▶ Data supplied
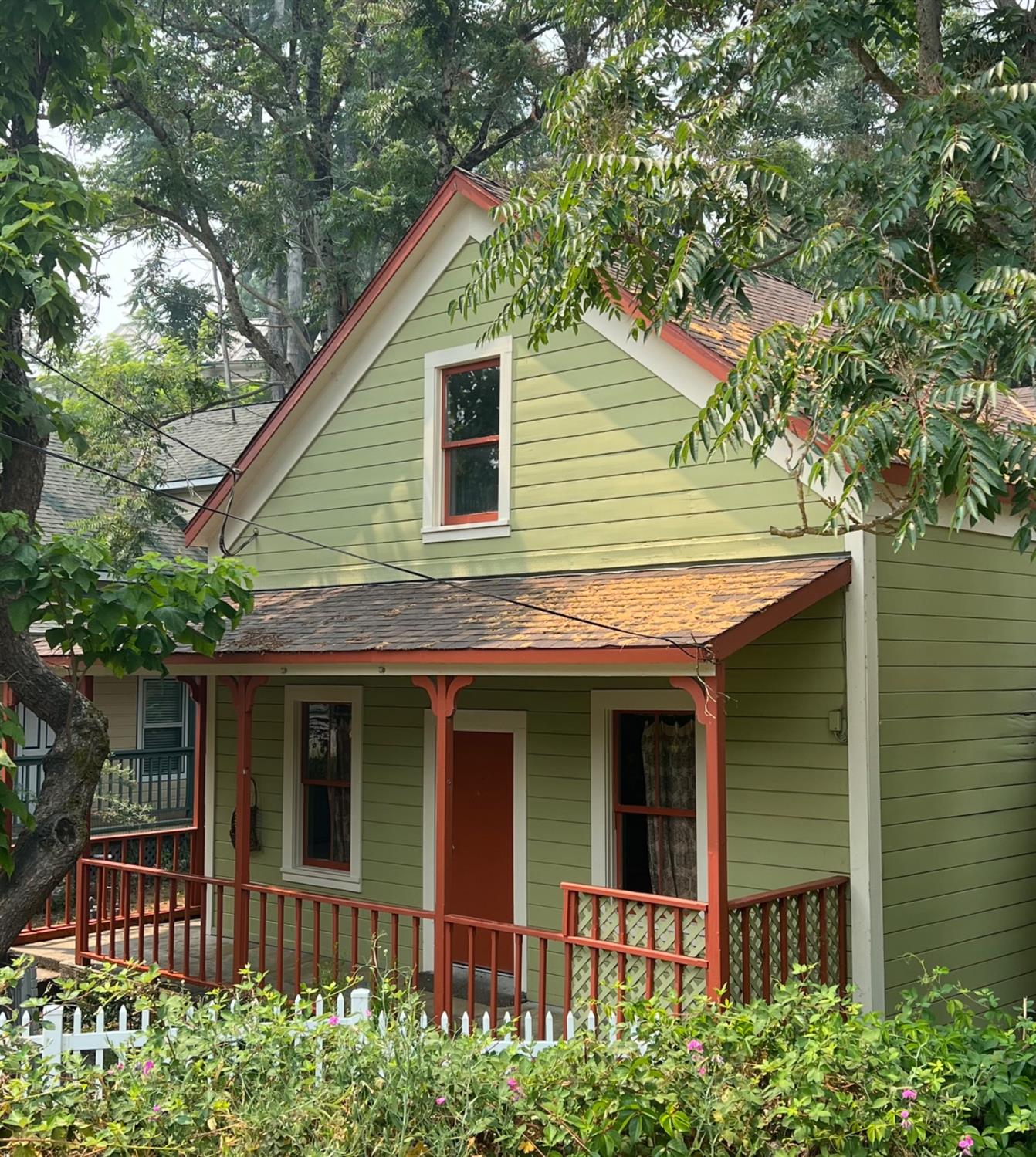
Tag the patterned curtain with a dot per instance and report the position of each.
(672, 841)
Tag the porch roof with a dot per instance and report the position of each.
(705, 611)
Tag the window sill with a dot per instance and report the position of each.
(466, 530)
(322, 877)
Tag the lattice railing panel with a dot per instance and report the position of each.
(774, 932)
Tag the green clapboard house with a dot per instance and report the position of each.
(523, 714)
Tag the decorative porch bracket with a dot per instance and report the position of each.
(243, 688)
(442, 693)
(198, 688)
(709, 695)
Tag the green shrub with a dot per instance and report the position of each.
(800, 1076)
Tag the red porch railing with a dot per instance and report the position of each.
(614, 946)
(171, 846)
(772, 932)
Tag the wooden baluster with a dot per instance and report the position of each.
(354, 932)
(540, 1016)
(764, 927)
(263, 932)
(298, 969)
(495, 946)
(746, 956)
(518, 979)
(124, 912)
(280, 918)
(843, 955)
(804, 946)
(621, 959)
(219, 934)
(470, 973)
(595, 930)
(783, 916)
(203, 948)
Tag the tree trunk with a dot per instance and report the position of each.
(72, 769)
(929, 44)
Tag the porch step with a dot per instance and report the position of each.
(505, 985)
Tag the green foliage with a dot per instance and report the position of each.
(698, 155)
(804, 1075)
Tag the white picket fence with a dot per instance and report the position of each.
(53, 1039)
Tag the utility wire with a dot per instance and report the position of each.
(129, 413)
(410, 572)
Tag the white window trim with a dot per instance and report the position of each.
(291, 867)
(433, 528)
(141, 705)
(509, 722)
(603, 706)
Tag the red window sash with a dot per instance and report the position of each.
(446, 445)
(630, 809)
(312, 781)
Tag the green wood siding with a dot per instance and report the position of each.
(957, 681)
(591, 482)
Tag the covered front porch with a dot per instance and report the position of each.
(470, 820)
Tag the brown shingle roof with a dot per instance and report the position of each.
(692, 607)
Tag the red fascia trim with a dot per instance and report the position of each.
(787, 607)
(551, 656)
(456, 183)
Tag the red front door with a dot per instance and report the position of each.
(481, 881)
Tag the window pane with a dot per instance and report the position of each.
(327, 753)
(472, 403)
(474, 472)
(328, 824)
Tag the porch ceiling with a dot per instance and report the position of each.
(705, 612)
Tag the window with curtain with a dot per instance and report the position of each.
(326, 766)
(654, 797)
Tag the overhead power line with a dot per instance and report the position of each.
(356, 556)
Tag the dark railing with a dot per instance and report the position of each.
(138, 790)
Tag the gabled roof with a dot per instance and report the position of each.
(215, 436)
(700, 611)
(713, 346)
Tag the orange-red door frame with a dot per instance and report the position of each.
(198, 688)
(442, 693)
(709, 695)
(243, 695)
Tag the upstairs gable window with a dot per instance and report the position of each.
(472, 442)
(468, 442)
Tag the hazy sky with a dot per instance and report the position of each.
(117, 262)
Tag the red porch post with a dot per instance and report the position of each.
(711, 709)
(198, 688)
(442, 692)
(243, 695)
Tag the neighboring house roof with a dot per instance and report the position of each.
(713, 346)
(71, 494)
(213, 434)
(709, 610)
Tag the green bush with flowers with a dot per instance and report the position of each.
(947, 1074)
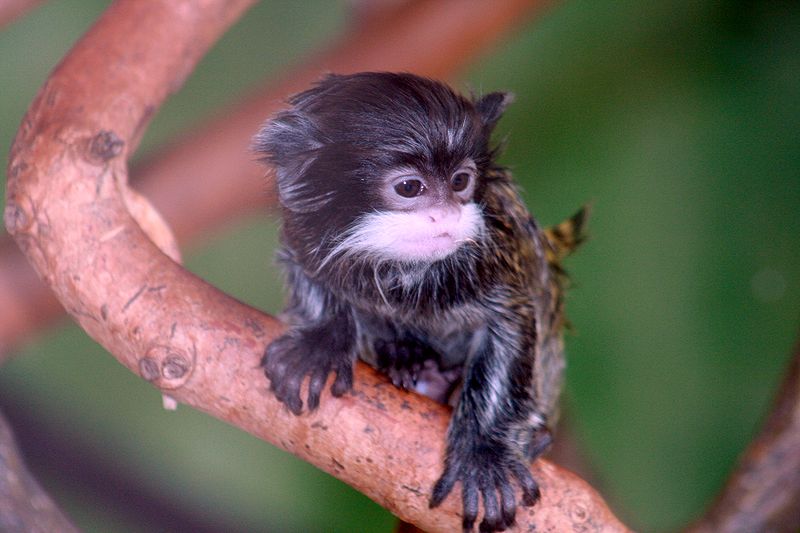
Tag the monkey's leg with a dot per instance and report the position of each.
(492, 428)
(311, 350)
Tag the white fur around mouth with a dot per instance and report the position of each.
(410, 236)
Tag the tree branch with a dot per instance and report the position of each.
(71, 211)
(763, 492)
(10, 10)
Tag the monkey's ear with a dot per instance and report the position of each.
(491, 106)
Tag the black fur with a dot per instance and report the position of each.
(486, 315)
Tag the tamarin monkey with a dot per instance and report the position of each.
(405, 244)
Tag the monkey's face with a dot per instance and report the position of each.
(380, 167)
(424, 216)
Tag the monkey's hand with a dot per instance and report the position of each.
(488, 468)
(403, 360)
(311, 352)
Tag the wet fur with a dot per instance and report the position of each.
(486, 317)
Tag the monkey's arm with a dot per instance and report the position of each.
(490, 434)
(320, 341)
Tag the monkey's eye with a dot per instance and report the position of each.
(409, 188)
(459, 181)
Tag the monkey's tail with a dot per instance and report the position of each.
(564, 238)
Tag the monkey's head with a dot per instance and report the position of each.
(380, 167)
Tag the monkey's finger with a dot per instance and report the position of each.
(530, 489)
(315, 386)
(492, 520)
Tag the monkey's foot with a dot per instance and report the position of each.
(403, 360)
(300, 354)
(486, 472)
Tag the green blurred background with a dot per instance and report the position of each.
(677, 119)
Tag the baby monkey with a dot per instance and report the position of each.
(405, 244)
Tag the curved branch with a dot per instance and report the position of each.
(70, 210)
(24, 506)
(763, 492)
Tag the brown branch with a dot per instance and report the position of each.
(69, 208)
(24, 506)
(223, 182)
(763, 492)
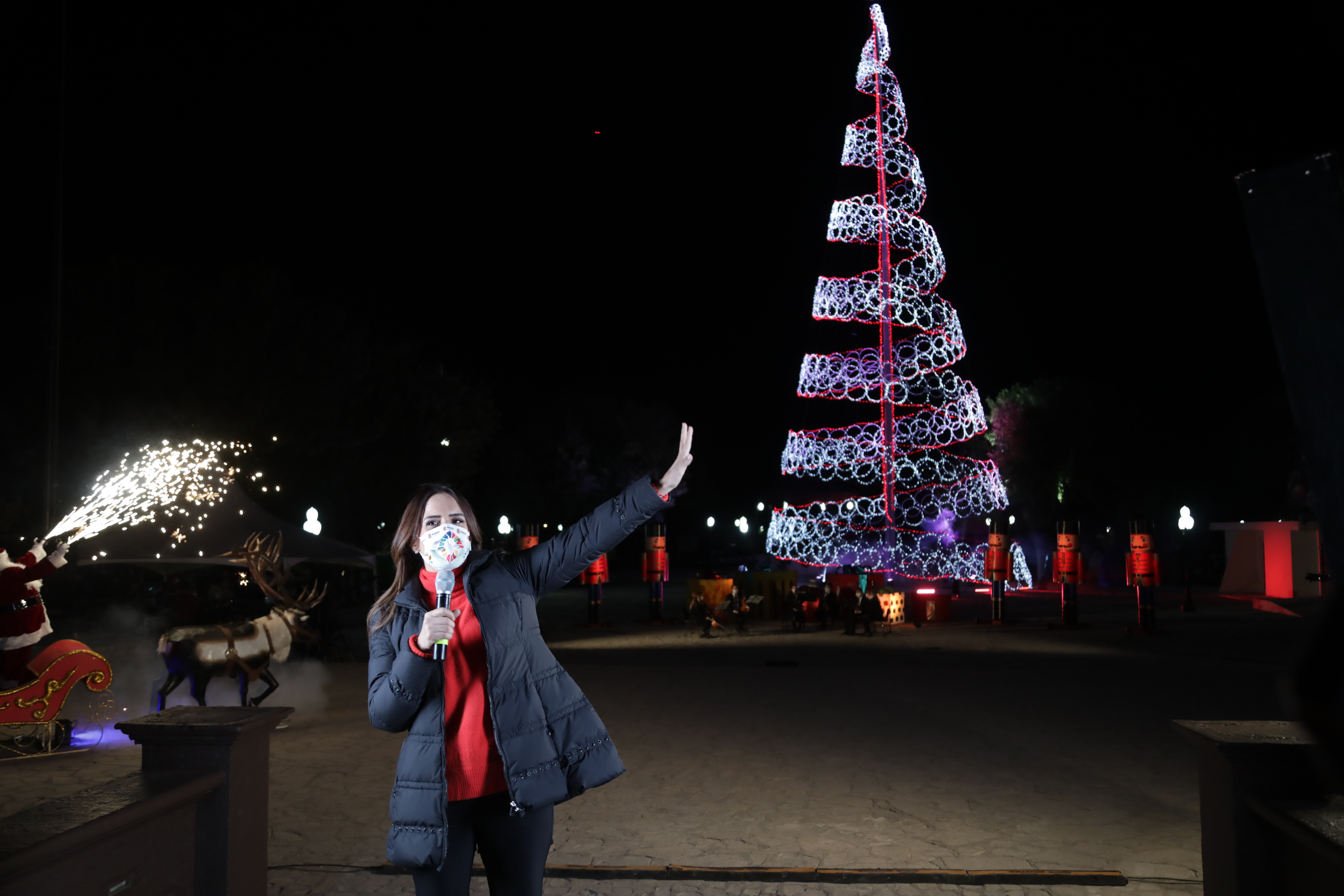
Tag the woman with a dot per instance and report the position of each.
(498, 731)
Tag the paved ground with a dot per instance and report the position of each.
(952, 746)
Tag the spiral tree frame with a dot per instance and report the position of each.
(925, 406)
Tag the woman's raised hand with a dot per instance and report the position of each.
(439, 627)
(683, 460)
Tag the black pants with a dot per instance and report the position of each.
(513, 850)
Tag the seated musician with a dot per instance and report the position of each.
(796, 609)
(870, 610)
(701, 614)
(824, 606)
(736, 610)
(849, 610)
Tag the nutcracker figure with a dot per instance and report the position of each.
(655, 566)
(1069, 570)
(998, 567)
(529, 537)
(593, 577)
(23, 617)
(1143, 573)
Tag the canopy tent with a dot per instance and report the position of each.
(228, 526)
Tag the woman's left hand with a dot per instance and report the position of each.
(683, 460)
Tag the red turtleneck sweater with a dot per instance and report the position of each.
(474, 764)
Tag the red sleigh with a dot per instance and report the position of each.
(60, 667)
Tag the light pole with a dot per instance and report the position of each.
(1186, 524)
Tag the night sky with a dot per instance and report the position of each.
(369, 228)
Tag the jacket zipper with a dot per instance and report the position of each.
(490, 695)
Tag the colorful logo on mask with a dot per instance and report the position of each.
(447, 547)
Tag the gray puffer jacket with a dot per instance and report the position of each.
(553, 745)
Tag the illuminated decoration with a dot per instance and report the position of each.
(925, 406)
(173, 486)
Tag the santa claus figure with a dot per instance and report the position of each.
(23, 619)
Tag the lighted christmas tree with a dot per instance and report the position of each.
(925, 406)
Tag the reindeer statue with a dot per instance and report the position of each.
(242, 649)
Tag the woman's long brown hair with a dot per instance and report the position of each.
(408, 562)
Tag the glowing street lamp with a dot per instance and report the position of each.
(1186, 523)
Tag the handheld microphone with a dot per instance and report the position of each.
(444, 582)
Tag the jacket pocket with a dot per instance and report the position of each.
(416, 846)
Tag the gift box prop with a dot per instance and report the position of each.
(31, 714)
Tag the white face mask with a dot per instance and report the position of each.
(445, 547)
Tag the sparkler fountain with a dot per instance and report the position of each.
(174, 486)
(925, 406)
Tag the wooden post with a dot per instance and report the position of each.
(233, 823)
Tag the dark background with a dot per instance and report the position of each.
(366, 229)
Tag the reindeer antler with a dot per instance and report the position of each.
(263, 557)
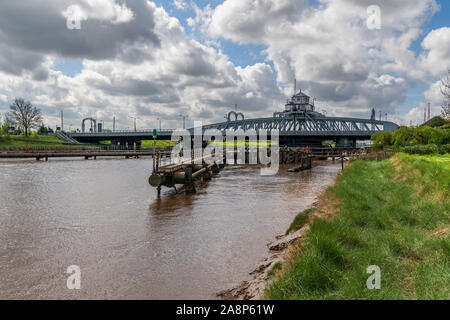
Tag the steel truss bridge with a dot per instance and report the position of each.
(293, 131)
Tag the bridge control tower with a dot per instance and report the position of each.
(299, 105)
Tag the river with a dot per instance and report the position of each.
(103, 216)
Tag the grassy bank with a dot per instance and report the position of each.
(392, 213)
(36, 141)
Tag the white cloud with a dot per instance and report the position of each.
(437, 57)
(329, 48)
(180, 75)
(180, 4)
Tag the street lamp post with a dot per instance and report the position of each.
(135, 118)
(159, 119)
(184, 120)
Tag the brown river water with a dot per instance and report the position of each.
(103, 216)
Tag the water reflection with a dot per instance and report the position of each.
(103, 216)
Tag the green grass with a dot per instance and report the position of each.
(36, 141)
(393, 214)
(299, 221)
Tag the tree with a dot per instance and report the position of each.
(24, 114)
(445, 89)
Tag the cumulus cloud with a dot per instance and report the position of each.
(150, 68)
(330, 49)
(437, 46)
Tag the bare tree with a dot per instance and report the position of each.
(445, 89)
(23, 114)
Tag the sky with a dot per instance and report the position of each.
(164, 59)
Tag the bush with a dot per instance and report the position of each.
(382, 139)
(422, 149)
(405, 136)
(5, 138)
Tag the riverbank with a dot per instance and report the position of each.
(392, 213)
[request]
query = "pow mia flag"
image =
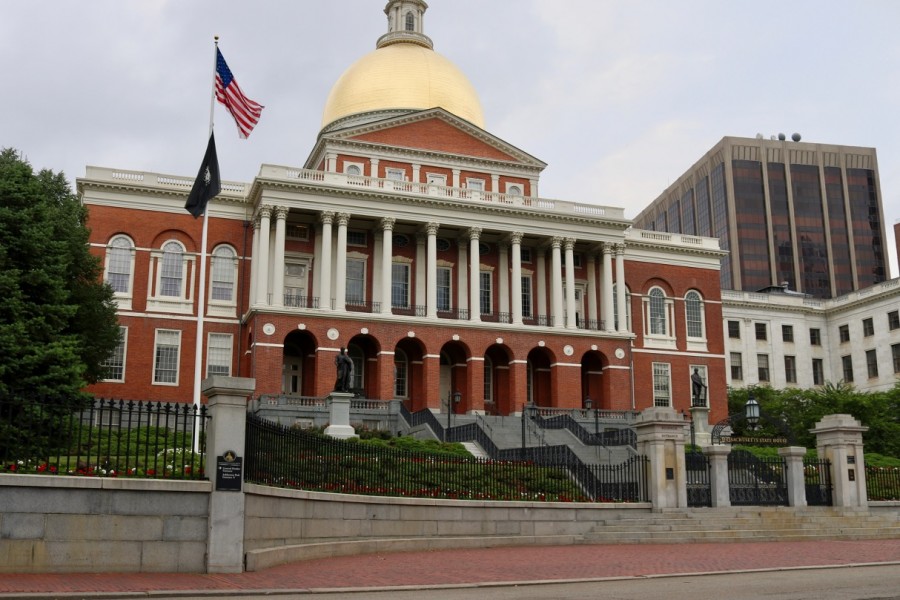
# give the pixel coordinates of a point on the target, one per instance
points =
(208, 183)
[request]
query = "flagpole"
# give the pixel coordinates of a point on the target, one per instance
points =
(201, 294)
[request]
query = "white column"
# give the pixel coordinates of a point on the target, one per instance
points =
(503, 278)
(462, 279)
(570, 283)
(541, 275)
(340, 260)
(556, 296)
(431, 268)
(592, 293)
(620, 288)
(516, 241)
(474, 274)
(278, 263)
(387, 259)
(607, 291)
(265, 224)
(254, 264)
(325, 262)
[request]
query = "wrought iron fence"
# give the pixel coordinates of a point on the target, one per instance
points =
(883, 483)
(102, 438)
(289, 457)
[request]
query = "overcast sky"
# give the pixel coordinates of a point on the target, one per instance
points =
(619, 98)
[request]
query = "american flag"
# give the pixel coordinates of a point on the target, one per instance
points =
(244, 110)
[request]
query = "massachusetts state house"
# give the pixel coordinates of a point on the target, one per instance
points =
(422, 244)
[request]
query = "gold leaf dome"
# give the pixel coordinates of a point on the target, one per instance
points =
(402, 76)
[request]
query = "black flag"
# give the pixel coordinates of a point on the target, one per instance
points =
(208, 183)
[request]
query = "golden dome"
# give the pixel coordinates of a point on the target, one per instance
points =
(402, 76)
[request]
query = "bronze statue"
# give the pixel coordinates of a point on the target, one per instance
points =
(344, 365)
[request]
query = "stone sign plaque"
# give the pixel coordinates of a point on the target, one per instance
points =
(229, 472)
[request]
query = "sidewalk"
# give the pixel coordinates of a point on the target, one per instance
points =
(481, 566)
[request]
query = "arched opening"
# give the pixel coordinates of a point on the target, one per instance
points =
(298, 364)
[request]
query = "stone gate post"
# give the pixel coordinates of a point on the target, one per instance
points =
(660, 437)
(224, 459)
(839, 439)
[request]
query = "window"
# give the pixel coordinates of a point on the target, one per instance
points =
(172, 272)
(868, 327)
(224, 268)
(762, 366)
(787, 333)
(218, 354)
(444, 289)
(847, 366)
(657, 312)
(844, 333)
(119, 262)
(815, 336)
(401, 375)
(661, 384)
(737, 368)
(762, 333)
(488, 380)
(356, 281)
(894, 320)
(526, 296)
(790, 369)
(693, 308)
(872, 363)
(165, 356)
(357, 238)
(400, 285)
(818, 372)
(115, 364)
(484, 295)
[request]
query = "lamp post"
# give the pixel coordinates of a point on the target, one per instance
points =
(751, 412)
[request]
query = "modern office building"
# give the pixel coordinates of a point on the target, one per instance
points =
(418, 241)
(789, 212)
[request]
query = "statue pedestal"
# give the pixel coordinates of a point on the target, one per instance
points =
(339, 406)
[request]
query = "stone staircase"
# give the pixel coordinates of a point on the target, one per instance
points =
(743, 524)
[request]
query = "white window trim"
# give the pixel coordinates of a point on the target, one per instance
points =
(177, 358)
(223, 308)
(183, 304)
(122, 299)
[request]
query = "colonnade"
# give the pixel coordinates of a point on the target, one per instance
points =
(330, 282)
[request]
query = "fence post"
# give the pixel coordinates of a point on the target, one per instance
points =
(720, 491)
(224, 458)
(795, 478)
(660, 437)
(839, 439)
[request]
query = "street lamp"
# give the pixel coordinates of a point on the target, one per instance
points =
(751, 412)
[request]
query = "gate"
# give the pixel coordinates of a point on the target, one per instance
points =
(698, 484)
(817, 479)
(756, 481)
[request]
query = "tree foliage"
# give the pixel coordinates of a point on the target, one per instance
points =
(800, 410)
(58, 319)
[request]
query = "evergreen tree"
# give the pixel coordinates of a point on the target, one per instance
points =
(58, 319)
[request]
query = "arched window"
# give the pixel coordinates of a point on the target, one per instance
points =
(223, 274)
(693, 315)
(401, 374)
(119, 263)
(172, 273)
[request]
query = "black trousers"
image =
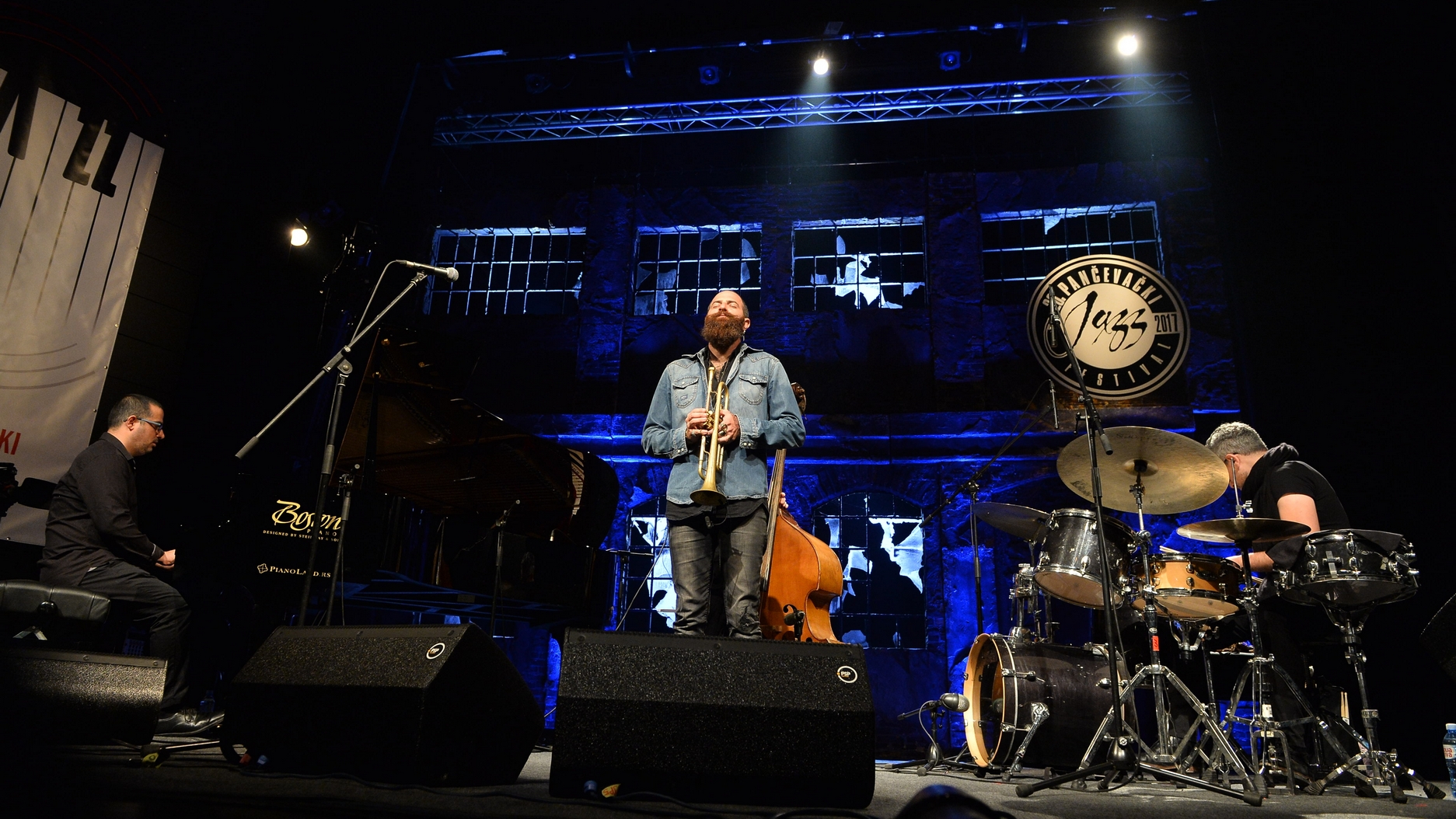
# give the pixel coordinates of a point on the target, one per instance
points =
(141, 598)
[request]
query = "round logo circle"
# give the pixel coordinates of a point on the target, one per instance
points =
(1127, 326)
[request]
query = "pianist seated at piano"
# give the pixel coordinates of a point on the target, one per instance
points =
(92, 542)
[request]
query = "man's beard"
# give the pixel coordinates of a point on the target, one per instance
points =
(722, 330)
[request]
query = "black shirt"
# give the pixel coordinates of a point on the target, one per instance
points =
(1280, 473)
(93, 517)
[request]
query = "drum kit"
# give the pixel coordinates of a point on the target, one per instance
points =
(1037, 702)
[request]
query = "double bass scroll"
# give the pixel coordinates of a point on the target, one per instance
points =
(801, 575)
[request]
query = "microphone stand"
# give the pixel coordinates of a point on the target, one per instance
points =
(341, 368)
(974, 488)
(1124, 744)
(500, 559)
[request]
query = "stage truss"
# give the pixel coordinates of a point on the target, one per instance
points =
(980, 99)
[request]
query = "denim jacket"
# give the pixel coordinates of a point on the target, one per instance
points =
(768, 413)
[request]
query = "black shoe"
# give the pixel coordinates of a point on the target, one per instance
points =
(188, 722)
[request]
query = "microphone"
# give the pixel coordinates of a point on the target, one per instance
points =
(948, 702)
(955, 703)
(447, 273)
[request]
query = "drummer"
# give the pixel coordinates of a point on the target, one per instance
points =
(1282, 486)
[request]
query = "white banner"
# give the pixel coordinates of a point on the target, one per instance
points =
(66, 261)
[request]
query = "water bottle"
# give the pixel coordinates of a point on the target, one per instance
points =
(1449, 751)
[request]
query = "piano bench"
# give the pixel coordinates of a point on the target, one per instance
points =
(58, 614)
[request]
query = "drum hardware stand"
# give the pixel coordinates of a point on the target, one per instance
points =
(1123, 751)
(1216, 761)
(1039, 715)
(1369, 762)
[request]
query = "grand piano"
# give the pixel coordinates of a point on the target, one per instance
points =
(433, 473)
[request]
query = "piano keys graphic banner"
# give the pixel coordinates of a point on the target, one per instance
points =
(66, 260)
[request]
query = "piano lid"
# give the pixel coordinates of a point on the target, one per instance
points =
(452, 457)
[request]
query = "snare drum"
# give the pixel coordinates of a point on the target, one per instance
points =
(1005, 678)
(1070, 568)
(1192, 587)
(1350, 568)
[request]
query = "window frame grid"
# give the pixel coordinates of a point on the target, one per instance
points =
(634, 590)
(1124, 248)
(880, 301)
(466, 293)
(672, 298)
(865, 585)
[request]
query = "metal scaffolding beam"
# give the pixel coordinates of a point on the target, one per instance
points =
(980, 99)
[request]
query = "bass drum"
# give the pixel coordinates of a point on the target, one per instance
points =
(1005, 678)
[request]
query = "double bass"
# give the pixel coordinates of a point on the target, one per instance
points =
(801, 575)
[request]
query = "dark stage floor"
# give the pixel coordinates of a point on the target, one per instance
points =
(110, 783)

▶ What you are asked to do
Take every line above where "bass" appears and copy it.

▶ Response box
query = "double bass scroll"
query = "bass drum"
query = "double bass"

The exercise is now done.